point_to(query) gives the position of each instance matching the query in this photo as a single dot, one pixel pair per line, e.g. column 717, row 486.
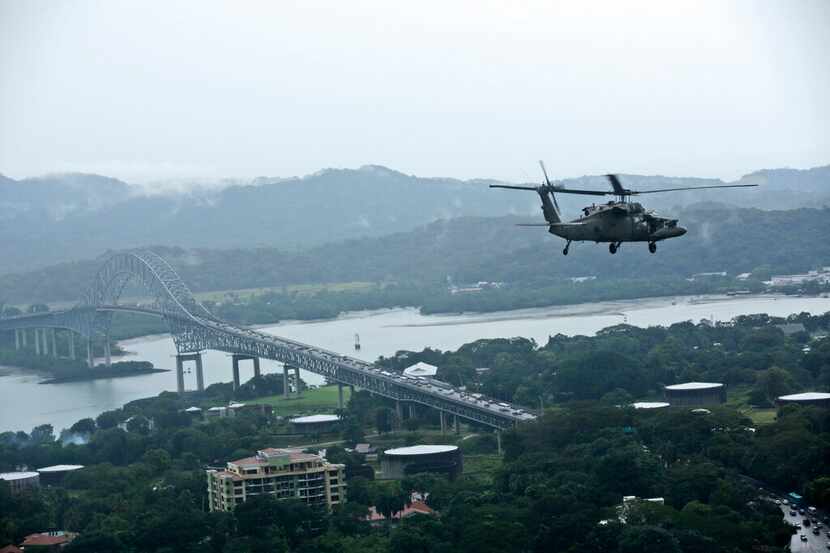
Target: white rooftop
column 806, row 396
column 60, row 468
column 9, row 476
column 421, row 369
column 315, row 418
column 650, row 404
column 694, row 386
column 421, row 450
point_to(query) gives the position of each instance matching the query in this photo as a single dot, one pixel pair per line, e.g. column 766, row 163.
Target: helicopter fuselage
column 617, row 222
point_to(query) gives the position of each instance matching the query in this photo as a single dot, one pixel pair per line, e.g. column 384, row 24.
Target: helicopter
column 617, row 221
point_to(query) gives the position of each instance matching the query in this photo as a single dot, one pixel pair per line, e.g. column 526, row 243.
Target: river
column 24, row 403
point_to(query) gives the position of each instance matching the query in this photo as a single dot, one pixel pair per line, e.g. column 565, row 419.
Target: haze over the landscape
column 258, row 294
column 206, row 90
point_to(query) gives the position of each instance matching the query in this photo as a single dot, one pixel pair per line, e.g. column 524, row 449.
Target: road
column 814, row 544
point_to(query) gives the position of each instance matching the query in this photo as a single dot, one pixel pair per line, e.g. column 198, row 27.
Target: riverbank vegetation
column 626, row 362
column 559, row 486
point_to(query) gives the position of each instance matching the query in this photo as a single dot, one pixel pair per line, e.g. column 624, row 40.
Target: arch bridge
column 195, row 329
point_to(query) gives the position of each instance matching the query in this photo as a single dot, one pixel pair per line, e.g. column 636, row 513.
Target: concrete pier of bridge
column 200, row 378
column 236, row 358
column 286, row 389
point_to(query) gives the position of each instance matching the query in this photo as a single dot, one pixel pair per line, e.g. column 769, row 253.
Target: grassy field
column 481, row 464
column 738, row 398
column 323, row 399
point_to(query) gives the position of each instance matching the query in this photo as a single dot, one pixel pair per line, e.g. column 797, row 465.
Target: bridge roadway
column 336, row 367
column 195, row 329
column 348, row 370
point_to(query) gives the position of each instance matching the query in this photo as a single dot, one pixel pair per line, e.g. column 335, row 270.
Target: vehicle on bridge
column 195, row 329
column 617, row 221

...

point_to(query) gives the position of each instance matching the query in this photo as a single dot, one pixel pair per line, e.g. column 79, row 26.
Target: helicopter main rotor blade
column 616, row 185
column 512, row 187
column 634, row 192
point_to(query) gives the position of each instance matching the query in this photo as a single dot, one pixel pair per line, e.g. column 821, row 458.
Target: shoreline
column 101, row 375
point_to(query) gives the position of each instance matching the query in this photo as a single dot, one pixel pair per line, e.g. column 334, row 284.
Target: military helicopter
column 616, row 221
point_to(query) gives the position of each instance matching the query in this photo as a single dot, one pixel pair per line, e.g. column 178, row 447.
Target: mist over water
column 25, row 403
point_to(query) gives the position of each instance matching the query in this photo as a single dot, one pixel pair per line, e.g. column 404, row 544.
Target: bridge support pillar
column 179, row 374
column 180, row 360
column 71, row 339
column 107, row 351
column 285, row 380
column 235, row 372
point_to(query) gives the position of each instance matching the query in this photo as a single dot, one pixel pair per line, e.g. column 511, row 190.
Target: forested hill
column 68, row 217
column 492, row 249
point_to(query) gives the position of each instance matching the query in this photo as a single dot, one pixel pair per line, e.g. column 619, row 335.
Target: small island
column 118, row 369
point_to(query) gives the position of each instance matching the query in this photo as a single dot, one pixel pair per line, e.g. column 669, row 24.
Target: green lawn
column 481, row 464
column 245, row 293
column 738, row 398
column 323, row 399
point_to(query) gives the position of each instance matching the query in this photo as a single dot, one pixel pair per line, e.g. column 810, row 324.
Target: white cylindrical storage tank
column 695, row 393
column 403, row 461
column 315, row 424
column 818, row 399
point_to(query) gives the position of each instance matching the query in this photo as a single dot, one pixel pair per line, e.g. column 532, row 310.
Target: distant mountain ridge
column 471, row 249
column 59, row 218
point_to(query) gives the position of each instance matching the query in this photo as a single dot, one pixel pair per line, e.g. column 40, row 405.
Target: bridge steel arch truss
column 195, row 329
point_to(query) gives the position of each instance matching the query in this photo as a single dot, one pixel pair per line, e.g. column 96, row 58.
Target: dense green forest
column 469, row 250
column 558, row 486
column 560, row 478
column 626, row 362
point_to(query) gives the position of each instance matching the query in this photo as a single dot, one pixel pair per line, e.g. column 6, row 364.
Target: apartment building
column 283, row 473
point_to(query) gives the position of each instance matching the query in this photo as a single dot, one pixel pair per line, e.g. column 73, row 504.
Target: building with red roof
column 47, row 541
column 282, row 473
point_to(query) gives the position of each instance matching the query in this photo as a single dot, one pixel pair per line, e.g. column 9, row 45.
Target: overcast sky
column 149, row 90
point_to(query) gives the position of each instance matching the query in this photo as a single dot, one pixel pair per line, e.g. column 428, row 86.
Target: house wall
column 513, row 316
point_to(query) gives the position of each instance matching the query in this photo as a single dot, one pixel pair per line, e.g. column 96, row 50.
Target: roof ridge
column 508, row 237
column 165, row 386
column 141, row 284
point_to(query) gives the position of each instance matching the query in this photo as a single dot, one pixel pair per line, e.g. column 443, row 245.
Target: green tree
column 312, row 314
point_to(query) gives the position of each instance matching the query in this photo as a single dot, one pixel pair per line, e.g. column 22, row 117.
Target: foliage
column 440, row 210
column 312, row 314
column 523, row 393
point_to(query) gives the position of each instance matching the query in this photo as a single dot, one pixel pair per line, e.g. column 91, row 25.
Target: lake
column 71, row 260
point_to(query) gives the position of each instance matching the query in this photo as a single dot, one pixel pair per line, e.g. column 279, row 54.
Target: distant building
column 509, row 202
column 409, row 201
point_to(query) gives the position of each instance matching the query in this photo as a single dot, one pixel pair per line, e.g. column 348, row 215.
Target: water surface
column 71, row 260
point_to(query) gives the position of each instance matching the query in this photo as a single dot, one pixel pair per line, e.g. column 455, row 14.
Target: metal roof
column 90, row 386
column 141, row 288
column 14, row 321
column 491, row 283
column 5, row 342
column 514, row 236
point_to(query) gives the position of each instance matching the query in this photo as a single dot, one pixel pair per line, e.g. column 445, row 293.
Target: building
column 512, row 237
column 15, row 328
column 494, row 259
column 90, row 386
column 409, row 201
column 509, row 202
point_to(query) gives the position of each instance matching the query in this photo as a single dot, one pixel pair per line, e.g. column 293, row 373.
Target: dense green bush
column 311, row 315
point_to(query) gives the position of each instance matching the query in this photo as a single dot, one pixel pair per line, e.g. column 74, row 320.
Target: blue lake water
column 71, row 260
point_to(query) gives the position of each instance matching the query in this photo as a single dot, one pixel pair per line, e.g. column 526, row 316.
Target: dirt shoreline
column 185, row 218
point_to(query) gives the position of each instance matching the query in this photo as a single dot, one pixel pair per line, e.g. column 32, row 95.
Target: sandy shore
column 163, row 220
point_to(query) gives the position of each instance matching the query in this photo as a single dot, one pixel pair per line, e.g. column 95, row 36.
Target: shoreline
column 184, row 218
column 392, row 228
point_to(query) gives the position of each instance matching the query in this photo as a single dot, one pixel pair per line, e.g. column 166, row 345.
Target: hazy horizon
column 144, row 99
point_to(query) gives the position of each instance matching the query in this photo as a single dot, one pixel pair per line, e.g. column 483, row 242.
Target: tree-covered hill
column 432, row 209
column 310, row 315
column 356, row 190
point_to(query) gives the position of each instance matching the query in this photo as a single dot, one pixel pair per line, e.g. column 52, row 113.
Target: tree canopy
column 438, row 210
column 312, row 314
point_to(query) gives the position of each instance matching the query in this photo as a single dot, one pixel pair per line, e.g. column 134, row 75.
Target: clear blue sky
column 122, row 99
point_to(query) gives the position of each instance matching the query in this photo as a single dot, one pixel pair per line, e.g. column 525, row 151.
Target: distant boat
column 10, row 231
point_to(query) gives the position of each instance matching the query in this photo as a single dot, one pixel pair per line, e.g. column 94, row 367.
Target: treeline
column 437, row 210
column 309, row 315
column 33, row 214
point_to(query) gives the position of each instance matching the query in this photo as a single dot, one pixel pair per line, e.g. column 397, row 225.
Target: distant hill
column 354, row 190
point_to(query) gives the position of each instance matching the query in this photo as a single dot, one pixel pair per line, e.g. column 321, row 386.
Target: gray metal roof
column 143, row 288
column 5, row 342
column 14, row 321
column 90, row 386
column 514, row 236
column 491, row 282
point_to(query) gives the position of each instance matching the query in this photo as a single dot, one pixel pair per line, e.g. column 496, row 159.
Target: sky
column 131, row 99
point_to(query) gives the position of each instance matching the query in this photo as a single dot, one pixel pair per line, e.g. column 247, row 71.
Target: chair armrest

--

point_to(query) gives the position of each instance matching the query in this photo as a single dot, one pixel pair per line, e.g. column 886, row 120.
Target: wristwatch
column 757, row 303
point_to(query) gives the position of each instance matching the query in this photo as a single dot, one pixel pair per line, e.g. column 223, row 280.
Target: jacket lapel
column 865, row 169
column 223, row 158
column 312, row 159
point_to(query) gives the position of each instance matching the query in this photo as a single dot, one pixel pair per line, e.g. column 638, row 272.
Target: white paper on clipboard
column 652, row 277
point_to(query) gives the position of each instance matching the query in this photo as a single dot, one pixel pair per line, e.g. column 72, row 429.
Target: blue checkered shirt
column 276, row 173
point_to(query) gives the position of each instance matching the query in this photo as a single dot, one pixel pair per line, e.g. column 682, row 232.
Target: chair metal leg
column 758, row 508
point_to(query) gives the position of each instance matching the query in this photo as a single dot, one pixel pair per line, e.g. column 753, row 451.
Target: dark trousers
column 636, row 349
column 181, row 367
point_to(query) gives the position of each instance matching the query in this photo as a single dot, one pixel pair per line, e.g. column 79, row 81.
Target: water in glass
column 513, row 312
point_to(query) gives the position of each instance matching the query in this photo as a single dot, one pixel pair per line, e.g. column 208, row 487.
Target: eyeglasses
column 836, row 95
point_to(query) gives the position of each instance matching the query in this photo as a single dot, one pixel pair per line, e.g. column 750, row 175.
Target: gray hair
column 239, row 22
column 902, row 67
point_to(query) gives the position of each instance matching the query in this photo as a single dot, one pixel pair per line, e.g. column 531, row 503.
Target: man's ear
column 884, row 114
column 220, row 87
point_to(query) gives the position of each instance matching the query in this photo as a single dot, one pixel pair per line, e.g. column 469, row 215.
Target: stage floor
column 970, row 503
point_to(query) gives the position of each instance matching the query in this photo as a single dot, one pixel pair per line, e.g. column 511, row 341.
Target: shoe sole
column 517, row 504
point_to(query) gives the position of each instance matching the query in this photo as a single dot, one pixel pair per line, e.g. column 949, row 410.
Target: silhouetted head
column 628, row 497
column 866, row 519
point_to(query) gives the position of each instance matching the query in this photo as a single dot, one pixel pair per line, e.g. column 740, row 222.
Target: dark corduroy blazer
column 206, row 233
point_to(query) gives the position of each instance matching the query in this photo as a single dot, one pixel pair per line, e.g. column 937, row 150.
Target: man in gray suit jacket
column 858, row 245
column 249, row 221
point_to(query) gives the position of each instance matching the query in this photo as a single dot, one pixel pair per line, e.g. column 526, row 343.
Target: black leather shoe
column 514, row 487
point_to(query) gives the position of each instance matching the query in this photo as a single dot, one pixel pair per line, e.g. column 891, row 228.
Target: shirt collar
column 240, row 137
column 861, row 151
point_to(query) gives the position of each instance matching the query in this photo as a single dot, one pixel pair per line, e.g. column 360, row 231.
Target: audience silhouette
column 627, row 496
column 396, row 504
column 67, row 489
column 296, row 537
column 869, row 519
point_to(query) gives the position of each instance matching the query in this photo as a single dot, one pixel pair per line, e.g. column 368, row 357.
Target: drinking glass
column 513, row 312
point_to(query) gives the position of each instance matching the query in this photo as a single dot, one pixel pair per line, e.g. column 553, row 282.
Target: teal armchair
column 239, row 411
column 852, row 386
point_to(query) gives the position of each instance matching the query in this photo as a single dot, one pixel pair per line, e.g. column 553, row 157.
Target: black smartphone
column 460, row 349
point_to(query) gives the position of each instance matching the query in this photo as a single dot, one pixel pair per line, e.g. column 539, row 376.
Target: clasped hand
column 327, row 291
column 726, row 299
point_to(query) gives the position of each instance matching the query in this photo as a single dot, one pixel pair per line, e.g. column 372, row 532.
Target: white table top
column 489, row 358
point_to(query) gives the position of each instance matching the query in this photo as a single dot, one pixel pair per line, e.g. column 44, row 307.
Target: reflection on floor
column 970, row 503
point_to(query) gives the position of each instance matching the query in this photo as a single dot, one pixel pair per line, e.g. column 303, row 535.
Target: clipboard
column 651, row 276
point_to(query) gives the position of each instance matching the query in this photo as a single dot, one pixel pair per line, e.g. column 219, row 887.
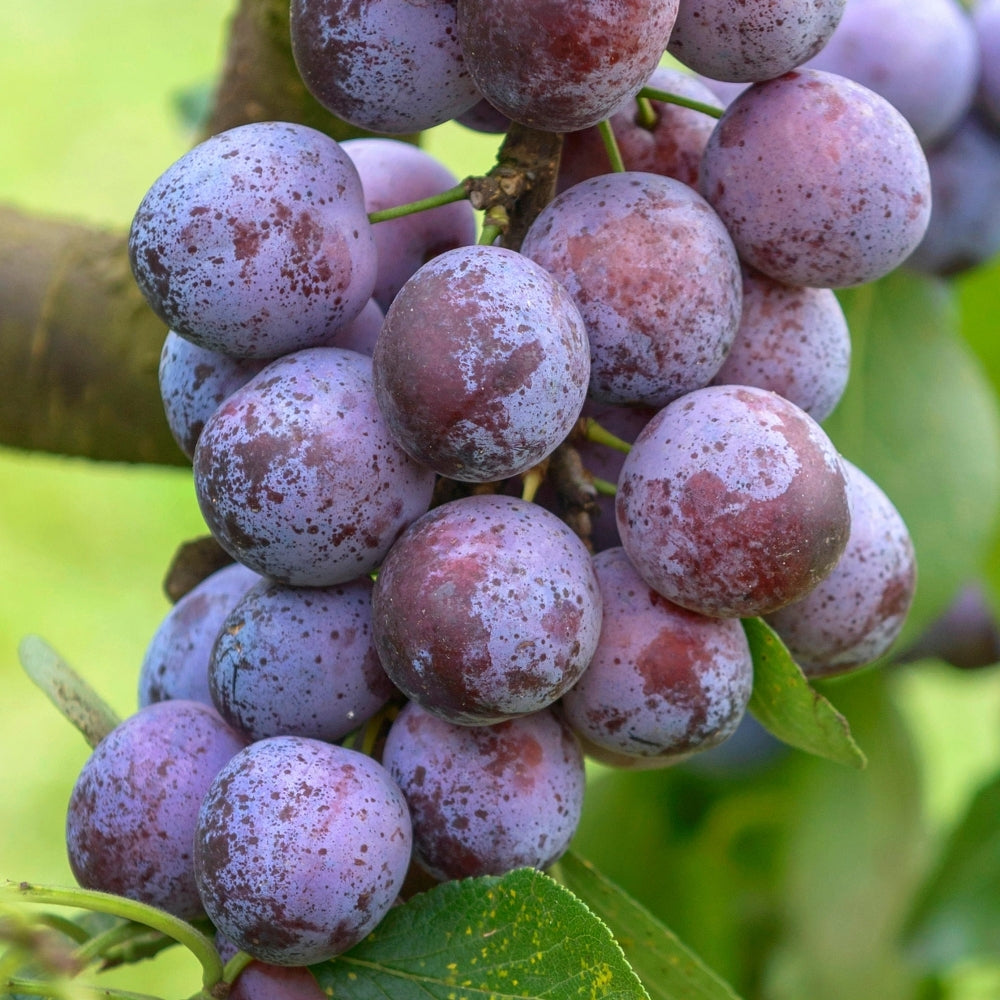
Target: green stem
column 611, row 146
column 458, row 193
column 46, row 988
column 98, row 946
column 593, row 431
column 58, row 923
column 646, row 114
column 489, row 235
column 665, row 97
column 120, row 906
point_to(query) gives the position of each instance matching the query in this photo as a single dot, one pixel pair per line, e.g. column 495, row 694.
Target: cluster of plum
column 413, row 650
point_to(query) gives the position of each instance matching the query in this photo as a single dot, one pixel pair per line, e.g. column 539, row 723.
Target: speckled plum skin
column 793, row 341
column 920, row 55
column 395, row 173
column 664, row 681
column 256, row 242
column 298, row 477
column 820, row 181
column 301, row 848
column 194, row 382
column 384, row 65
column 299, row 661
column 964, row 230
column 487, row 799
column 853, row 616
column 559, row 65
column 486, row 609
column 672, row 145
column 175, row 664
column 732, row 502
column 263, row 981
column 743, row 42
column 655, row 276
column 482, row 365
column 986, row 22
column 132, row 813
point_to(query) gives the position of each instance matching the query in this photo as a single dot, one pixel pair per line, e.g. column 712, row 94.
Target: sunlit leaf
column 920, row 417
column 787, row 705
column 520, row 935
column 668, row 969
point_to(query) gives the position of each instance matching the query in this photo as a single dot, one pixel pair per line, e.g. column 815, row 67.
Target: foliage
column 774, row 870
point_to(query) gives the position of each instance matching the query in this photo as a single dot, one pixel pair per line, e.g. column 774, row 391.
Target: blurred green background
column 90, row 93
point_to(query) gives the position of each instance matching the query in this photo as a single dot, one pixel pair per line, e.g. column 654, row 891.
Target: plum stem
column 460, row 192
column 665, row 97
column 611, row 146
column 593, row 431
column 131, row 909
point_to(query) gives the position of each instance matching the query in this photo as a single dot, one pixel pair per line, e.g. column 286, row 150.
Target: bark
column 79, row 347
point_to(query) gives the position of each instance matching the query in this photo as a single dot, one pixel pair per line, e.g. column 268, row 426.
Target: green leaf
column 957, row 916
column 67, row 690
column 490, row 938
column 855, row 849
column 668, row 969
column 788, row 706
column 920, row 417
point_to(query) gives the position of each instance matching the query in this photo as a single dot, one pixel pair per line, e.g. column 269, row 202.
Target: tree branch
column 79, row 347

→ **PROBLEM STATEMENT**
From the data above, output only the lines between the line containing "949, row 410." and the line containing "360, row 231.", inclusive, exactly as written.

→ **FINISHED EXERCISE**
point_to(query) gives the position of each instance matching the query in this photo as a single dot, one pixel pair per line, e.g. column 949, row 410.
Target: silhouetted head
column 628, row 497
column 866, row 519
point_to(query) gives the position of each instance matching the query in this photo as a single dot, one pixel pair per line, e.g. column 740, row 222.
Target: dark corduroy blazer
column 206, row 233
point_to(query) gives the position of each instance matching the query in this photo as a single dot, one pixel pair per line, e.g. column 937, row 150.
Target: man in gray suit jacket
column 858, row 245
column 249, row 221
point_to(query) gives the position of each instance matching the query in this photo as a single dot, one pixel pair per line, e.g. column 526, row 343.
Target: black leather shoe
column 514, row 487
point_to(query) gives the position of each instance matching the query in this photo as a single dot, one pixel pair per line, e.g. column 891, row 228.
Target: shirt collar
column 240, row 137
column 861, row 151
point_to(query) gives the position of each instance matching the query in this photo as a single dot, one pixel pair per line, e.g. column 360, row 231.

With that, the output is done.